— start EXERCISE INPUT —
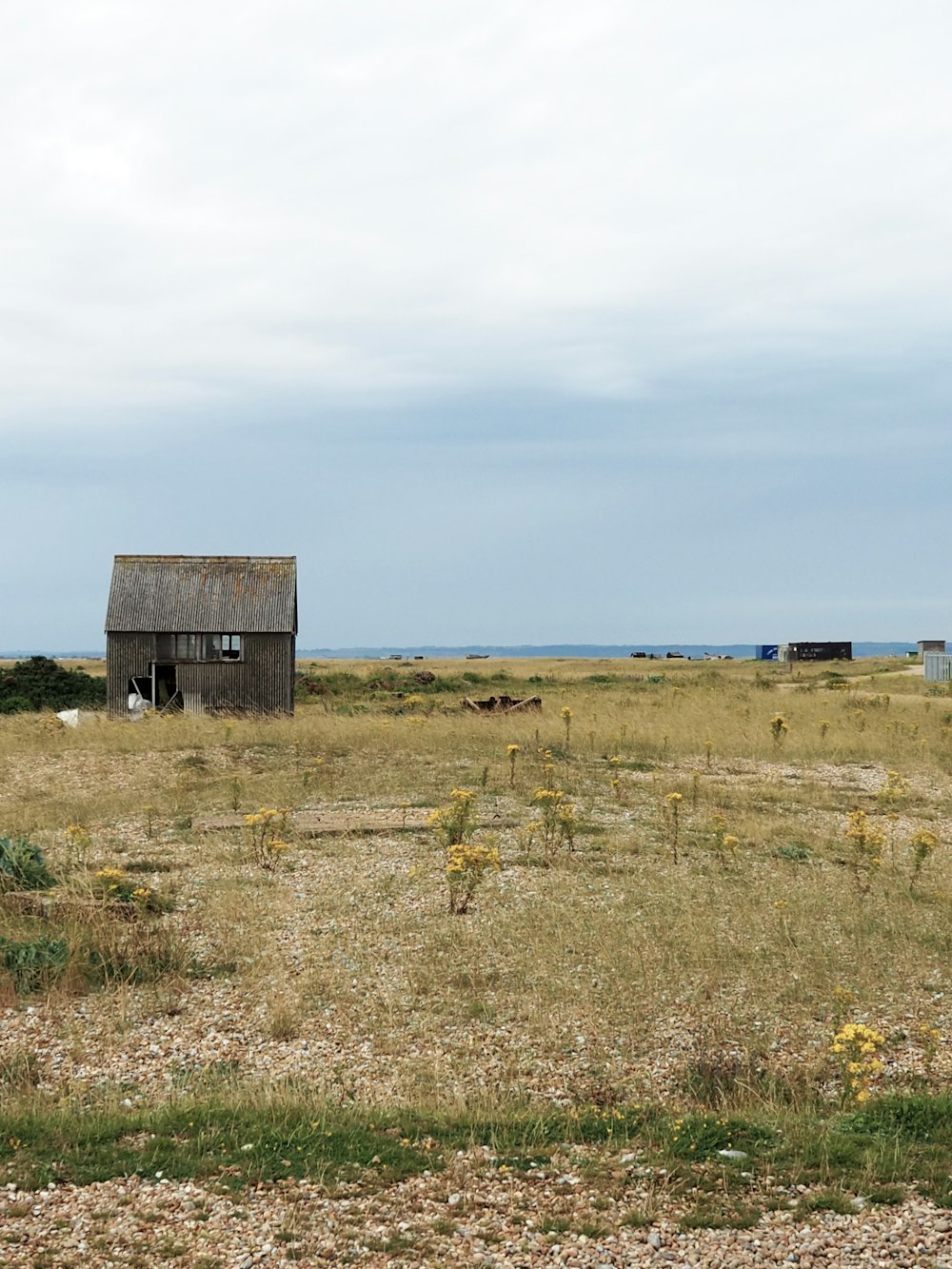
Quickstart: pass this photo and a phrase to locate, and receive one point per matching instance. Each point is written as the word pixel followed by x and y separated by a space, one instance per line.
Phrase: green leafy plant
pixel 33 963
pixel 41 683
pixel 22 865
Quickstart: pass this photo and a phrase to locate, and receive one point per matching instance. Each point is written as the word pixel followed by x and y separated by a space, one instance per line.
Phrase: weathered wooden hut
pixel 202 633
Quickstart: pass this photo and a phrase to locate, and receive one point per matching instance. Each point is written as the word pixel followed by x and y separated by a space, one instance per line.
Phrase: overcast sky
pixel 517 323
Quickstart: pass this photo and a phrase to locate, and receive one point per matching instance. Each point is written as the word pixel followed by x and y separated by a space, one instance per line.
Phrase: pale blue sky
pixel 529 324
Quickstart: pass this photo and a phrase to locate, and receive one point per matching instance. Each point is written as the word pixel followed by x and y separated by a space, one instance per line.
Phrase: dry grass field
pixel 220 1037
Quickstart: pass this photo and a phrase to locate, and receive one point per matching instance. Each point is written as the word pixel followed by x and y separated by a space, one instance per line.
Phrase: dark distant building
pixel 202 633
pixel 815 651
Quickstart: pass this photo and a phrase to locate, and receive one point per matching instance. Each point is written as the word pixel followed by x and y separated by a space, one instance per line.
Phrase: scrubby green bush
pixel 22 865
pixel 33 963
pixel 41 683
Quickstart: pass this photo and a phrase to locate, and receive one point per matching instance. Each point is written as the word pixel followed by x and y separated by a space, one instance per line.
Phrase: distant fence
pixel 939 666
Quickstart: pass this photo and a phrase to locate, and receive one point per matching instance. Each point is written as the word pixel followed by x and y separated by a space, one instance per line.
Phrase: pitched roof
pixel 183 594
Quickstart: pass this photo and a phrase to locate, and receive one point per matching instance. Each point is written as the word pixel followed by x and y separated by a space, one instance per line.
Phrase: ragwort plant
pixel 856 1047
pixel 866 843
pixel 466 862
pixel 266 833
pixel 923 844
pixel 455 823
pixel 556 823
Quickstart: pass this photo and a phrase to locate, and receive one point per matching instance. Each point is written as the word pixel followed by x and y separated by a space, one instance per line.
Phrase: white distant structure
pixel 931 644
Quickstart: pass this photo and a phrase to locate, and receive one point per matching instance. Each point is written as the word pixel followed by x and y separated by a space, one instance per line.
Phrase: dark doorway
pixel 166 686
— end EXERCISE INPUT —
* WORK INSTRUCTIONS:
Replace every "Quickstart" in the material above with "Getting started" and keep everything else the same. Leave the pictures out of your answer.

* SOLUTION BELOW:
Getting started: pass this photo and a phrase to locate, and receive one point per matching instance. Each point is written as the word pixel followed by x and y separated by a space, one instance per line.
Phrase: green leafy plant
pixel 33 963
pixel 41 683
pixel 22 865
Getting started: pass this photo and a phrase to locate, and receive one point per matching instance. Each point is written as the word pixel followed by x and y separated by a space, one instance per line.
Phrase: weathered wooden hut
pixel 202 633
Getting started: pass this photo and a phrase to locate, and receive one point per matching instance. Each point is written as the word pixel followed by x and y separated by a space, one instance per line.
Phrase: overcast sky
pixel 517 323
Getting started: pass this photo and a phrase to locate, and receive one point per matching instance. Each point is written as the word pixel followed by x and y separated by a space, one instance per line.
Phrase: pale blue sky
pixel 529 324
Getting started: pass this photo and a phrase to locate, and receive one point per matching instance. Each point is written as the word pixel followed by x and y separated by a space, one instance per line.
Phrase: dry grass field
pixel 220 1037
Getting started: pass this photo and a phrase to locate, and receive one point per matching instance. Each point is written as the word pixel followed by x and y separated by a space, one instance per line.
Phrase: dark distant building
pixel 202 633
pixel 815 651
Getting started: pass this photo and a phrase to locate, and receive one point per matching instance. Each point is written as the word pixel followed by x and y separated by a space, one instance per line.
Phrase: scrubby green bush
pixel 22 865
pixel 33 963
pixel 41 683
Getting started: pass this photo and a phrase to locate, and receive one point per matching instance. Each point is written as the word pixel followed by x and y separated by a space, one instance per line.
Phrase: distant fence
pixel 939 666
Getting started: pass this photo and a phrase to locate, and receive one point per matching instance. Each point is written as the word pixel followed by x and y separated by a space, one instance per line.
Phrase: pitched roof
pixel 183 594
Getting started: pass this photo and a phrase to locate, and receive one point per matching instance. Each point is written as the word pixel followed by x and y separated by a space, one instance per line.
Phrase: ragwort plant
pixel 856 1047
pixel 866 843
pixel 466 862
pixel 266 833
pixel 923 844
pixel 455 823
pixel 556 823
Getting started: pass this photo and a phrase to locate, and receive one point per matching instance. Each point is written as the word pixel followed by x and y separated by a space, one instance per line.
Phrase: white distant structure
pixel 931 644
Getting started: pass this photo and a phrase to locate, and receive one point per matching instance. Each point is written as the word pixel followed by x and y separated by a space, one instance per line.
Phrase: dark doorway
pixel 166 686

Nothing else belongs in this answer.